Le caractère diffus des activités des sociétés transnationales, leurs nombreuses fusions-acquisitions et changements de raisons sociales, la difficulté d'établir le lien entre une société déterminée et des produits ou services, brouillent les cartes et empêchent tout suivi vigilant et rigoureux des dénis de justice que ces entreprises transfrontalières commettent un peu partout sur la planète, et ce malgré le fait que leurs sièges sociaux soient facilement repérables et que leurs dirigeants soient identifiables.

Ces multinationales sont certes des personnes morales de droit privé qui peuvent être considérées comme des sujets de droit international. Mais elles ne sont pas des personnes morales internationales, qualité dont seuls jouissent les Etats et les organisations interétatiques.
En qualité d'agents économiques privés, elles sont donc, en principe, soumises au droit des Etats où elles exercent leurs activités.
# # # # # # #
*OBJECTIF*.
Transcrivez fidèlement le passage de l'extrait sur les sociétés transnationales qui commence par « Ces multinationales sont » et se poursuit jusqu'à « exercent leurs activités. ».

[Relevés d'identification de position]
# # # # # # #
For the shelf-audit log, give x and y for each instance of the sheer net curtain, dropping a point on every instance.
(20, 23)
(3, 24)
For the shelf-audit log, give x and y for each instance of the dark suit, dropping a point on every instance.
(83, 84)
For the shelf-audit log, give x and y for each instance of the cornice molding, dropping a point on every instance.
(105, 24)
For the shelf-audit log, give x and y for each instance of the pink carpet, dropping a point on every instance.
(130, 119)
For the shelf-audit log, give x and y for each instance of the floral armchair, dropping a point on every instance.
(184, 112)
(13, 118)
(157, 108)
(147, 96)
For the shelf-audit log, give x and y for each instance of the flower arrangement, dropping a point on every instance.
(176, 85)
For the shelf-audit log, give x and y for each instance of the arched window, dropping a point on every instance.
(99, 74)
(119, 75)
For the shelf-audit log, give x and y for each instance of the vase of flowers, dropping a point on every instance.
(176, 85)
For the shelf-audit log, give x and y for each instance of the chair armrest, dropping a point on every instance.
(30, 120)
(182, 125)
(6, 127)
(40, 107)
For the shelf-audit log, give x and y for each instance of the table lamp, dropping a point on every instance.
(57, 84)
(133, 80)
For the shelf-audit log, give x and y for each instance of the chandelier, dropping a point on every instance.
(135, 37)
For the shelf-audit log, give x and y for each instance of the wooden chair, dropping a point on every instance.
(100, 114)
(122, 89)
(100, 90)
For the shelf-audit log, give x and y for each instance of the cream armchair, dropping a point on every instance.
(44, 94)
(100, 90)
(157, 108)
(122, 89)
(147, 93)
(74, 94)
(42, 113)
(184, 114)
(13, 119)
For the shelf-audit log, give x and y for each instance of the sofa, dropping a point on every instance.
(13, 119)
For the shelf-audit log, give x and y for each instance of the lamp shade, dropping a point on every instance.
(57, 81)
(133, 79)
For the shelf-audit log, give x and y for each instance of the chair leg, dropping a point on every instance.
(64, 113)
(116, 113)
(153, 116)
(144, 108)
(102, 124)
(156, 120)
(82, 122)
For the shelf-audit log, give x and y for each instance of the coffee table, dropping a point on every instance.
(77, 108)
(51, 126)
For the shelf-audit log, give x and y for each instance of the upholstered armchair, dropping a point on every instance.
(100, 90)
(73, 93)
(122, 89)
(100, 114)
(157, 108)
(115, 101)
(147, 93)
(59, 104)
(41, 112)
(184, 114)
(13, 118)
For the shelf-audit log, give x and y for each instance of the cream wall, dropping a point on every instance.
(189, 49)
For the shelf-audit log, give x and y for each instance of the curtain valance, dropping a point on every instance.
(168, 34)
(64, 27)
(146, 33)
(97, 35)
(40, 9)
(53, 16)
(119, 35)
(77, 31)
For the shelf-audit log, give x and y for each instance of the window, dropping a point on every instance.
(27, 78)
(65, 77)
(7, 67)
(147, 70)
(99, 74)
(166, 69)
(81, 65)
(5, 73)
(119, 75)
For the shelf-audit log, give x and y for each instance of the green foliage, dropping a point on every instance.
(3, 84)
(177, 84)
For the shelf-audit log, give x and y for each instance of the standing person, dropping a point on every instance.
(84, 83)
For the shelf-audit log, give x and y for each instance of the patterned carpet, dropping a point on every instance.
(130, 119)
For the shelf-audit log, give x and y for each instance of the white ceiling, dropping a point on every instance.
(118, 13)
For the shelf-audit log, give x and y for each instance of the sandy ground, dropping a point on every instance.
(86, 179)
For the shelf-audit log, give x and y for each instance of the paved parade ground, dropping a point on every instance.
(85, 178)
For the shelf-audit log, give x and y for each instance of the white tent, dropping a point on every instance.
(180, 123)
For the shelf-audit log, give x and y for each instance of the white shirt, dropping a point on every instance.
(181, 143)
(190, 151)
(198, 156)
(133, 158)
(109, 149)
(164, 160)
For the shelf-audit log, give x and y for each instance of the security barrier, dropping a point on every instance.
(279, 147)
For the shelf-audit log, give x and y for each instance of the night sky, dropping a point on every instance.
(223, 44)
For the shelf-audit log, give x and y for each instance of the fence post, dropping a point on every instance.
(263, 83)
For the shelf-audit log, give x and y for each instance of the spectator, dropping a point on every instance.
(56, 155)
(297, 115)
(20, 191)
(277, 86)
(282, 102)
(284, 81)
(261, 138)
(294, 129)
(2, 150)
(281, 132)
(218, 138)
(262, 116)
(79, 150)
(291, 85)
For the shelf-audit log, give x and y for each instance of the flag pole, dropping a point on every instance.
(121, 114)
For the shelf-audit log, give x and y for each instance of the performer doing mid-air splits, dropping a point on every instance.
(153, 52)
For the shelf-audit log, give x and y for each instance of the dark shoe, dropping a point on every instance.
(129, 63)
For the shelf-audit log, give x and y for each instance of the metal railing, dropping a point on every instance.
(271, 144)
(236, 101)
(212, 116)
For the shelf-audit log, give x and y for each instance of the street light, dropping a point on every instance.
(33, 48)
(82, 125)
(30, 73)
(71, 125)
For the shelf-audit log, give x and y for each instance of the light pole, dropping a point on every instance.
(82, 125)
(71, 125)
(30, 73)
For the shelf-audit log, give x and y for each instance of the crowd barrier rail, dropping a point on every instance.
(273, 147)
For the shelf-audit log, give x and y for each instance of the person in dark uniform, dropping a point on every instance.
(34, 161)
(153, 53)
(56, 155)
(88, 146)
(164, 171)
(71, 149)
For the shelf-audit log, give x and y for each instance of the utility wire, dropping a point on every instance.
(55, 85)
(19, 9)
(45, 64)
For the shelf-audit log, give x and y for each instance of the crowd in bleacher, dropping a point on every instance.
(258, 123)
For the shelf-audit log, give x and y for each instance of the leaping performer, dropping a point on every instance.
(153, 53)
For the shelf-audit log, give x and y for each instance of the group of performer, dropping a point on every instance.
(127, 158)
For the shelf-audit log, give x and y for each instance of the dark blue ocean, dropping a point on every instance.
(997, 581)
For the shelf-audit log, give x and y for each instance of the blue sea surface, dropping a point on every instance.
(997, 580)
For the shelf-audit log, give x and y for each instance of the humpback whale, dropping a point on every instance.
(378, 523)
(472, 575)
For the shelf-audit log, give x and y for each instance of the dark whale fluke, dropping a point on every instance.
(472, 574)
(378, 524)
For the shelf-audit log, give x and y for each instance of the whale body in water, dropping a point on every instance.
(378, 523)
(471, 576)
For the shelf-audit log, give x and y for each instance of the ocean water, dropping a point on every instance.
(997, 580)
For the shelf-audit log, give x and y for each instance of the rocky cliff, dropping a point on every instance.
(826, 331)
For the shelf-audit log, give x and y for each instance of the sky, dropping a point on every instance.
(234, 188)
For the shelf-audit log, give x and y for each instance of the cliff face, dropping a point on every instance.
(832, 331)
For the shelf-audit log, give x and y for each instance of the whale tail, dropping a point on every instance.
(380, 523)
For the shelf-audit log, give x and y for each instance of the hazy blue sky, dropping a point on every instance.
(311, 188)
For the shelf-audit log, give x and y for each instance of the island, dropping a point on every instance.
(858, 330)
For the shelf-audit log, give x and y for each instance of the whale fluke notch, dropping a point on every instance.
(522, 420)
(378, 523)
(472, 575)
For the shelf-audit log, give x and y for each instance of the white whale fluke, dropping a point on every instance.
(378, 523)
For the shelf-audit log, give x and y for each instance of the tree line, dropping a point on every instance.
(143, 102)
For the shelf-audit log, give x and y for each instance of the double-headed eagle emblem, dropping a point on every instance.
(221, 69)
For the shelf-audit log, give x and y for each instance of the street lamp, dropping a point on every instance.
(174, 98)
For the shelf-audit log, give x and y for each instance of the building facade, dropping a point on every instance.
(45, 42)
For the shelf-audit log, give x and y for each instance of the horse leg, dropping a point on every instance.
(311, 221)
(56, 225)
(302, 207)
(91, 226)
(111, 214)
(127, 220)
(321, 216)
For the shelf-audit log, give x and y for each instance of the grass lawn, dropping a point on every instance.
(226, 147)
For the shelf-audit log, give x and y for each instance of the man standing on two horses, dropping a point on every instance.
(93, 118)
# # # # # # #
*SOLUTION PROPOSÉE*.
Ces multinationales sont certes des personnes morales de droit privé qui peuvent être considérées comme des sujets de droit international. Mais elles ne sont pas des personnes morales internationales, qualité dont seuls jouissent les Etats et les organisations interétatiques.
En qualité d'agents économiques privés, elles sont donc, en principe, soumises au droit des Etats où elles exercent leurs activités.